Position annotation records
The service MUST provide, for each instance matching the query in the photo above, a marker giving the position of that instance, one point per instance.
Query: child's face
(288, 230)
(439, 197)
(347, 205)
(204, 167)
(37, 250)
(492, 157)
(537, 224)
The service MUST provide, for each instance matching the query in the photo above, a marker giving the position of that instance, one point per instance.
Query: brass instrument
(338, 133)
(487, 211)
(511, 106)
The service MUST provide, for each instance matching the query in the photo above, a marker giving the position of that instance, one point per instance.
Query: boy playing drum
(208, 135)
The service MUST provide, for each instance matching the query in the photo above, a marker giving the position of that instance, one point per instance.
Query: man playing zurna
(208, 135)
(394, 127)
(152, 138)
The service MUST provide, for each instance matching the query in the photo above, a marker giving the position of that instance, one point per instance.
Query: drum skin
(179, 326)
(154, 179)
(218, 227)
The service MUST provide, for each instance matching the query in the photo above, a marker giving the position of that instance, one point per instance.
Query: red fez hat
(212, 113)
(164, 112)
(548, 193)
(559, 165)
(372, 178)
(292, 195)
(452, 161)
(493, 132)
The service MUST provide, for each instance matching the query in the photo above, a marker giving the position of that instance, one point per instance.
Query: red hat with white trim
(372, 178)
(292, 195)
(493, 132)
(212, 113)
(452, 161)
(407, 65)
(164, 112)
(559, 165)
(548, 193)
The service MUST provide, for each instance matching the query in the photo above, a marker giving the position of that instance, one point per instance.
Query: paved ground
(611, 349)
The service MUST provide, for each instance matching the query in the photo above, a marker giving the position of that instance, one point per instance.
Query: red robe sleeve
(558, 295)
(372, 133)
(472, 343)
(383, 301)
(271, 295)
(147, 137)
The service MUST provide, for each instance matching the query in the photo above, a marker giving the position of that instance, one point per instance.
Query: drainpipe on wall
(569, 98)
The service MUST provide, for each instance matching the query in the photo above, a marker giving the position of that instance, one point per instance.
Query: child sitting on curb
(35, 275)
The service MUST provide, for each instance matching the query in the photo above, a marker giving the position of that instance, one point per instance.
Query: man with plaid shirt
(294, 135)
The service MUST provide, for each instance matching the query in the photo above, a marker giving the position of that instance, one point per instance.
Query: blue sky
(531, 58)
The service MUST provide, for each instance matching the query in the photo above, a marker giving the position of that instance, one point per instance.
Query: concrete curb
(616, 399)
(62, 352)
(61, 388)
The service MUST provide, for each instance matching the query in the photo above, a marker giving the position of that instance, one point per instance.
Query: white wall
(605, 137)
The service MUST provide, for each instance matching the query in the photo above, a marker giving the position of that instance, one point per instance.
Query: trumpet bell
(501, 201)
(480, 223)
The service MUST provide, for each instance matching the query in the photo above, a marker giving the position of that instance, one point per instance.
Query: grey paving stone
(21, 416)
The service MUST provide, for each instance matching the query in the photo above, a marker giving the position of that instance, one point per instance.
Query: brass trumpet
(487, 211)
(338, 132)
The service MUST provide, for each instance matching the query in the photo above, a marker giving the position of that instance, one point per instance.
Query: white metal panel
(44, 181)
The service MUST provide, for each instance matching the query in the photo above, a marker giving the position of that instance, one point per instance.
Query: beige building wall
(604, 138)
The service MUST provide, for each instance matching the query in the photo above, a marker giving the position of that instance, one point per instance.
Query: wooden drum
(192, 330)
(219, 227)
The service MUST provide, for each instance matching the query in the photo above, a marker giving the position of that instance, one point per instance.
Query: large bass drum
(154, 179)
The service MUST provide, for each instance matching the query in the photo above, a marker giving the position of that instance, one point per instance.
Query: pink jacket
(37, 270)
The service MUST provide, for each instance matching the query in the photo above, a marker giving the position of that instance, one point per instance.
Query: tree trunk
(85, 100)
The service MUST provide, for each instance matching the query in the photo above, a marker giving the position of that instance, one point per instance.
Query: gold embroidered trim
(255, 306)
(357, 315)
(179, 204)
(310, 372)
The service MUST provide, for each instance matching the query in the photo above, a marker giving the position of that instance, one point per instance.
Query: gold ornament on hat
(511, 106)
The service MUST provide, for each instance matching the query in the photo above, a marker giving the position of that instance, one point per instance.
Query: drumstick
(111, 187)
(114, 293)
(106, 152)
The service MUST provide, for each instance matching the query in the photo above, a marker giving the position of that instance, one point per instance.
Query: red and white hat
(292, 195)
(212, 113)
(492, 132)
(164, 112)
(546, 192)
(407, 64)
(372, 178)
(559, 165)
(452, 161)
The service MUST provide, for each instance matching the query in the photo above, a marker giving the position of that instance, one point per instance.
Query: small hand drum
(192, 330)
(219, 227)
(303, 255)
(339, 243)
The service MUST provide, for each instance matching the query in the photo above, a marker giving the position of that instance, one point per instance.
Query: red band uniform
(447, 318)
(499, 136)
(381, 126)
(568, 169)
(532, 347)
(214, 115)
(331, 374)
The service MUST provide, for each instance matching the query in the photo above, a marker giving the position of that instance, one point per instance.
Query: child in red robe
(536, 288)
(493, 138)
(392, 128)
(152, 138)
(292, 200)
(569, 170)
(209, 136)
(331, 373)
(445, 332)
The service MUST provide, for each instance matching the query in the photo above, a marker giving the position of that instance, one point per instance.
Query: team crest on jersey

[PROBLEM REQUIREMENTS] Transcribe every entry exactly, omitting nothing.

[EXPECTED ANSWER]
The service MUST provide, for each instance matching the query in the photo above, a marker giving the position of that instance, one point per instance.
Query: child's face
(288, 230)
(439, 197)
(347, 205)
(204, 167)
(37, 250)
(492, 157)
(537, 224)
The service MUST provide, for each instance matching the query in the photo above, a marker giving the position of that instance, one point per instance.
Query: brass instrument
(338, 133)
(487, 211)
(511, 106)
The service MUST provide, for each instance matching the query in the photo above, a marker giving the position of that instance, one point per instance.
Query: boy playing drum
(208, 135)
The service MUST provide, for each instance matching the query in the photo above, a marker giving the position of that instance, one point per instance.
Query: man playing zurna
(208, 135)
(394, 127)
(152, 138)
The service MUST provide, for each instance matching the query in the photo above, a marker giving the position of that instance, one point per instance.
Query: drum skin
(179, 326)
(154, 179)
(218, 227)
The service MUST provide, for each instance matching the query in the photo above, a marker giving the position of that instance, one point per instance.
Query: red fez hat
(212, 113)
(164, 112)
(548, 193)
(559, 165)
(372, 178)
(292, 195)
(452, 161)
(493, 132)
The service MUST provide, for each instance matching the query in the photo above, a marker giving the position of that instance, one point per instance.
Query: red hat with white trim
(372, 178)
(292, 195)
(493, 132)
(212, 113)
(452, 161)
(407, 65)
(164, 112)
(559, 165)
(548, 193)
The service MUST provide, for each instance matching the query in the photo above, a marker giving the position of that instance, one point per instance.
Query: paved ground
(611, 349)
The service MUST provide, for each instance matching the query in the photo above, a marker giving the position of that instance, one point per instance.
Query: red robe sleeve
(558, 295)
(372, 133)
(472, 343)
(383, 301)
(271, 295)
(147, 137)
The service MUST provide, for each instance matching the query in the photo above, a marker giving the position of that instance, one point per instance.
Query: drainpipe on wall
(569, 98)
The service MUST provide, for each instance matching the query in the photo above, a marker giving the position of that instance, one point per instance.
Query: child sitting on curb
(35, 275)
The service MUST provide, for each instance matching the query in the photo above, a marker giving the position of that instance, one point per instance.
Query: man with plaid shirt
(294, 135)
The service MUST provide, for each instance matching the query in the photo above, a marker giving the position of that instance, one point per instance.
Query: blue sky
(531, 58)
The service MUST provide, for each instance matching the query in the photo above, a marker giving the position of that instance, one point per instance.
Query: concrete curb
(616, 399)
(62, 352)
(61, 388)
The service MUST provide, for each instance matching the query in the photo above, a marker giving the position of that instance, one point per instance.
Query: white wall
(605, 137)
The service MUST provide, for each instance matching the query in the photo above, a marker giving the position of that instance, one point per instance.
Query: trumpet bell
(501, 201)
(480, 223)
The service MUST provide, for each instance matching the query in the photo above, a marker giving the position of that instance, one point per instance.
Query: grey paving stone
(21, 416)
The service MUST provide, for each instance matching the query in the photo above, a marker giving the position of that instance, one point per instance.
Query: brass trumpet
(487, 211)
(338, 132)
The service MUST provide, for each instance matching the query in the photo above, a marker giving the position of that instance, one point per instance.
Query: white metal panel
(44, 181)
The service MUST provide, for each instance matching the query in the photo above, a marker giving the position of that instance, one point per instance.
Query: beige building wall
(604, 138)
The service MUST provide, for each instance matching the query in the photo above, a marker giving the position of that instance, one point per instance.
Query: wooden drum
(192, 330)
(219, 227)
The service MUST provide, for each instance matching the query in the photo above, a marker giving the position of that instance, one point per instance.
Query: large bass drum
(154, 179)
The service MUST provide, for each instance matching the query in the photo above, a marker giving the position of that instance, one point per instance.
Query: pink jacket
(37, 270)
The service MUST provide, for each instance matching the query in the photo above, a marker giving the position of that instance, one point per instance.
Query: tree trunk
(85, 100)
The service MUST provide, for each instance matching the query in the photo above, a marker giving the position of that instance, one point per instance.
Query: gold embroidered trim
(255, 306)
(357, 315)
(179, 204)
(310, 372)
The service MUST provide, for each instance matching the query in the photo above, a marker giving the position of that instance, one point per instance.
Query: gold ornament on hat
(511, 106)
The service MUST provide, for each instance matching the query in the photo above, a marker giving the position of that instance, one point per instance.
Query: drumstick
(111, 187)
(114, 293)
(106, 152)
The service MUST provide, for each instance matching the query in the photo above, a marker giving the position of that instance, one point per instance.
Query: red and white hat
(292, 195)
(212, 113)
(492, 132)
(164, 112)
(546, 192)
(407, 64)
(372, 178)
(559, 165)
(452, 161)
The service MUST provide, for each instance matching the query in the photo above, a marker giving the position of that instance, one point per instance.
Query: small hand drum
(192, 330)
(219, 227)
(303, 255)
(339, 243)
The service MUST provide, for each instance matching the query in the photo above, a marker giving the position of that instance, one point per instance.
Query: red band uniform
(447, 318)
(499, 136)
(381, 126)
(568, 169)
(532, 347)
(214, 115)
(331, 374)
The service MUST provide, for each instance matching the query in the photo above, a marker giving the position of that instance, one point per instance.
Query: child in red robe
(536, 288)
(493, 138)
(392, 128)
(152, 138)
(292, 200)
(569, 170)
(209, 136)
(331, 373)
(445, 332)
The service MUST provide, for each instance matching the query in the photo above, a marker giving the position of that instance, one point per instance.
Query: team crest on jersey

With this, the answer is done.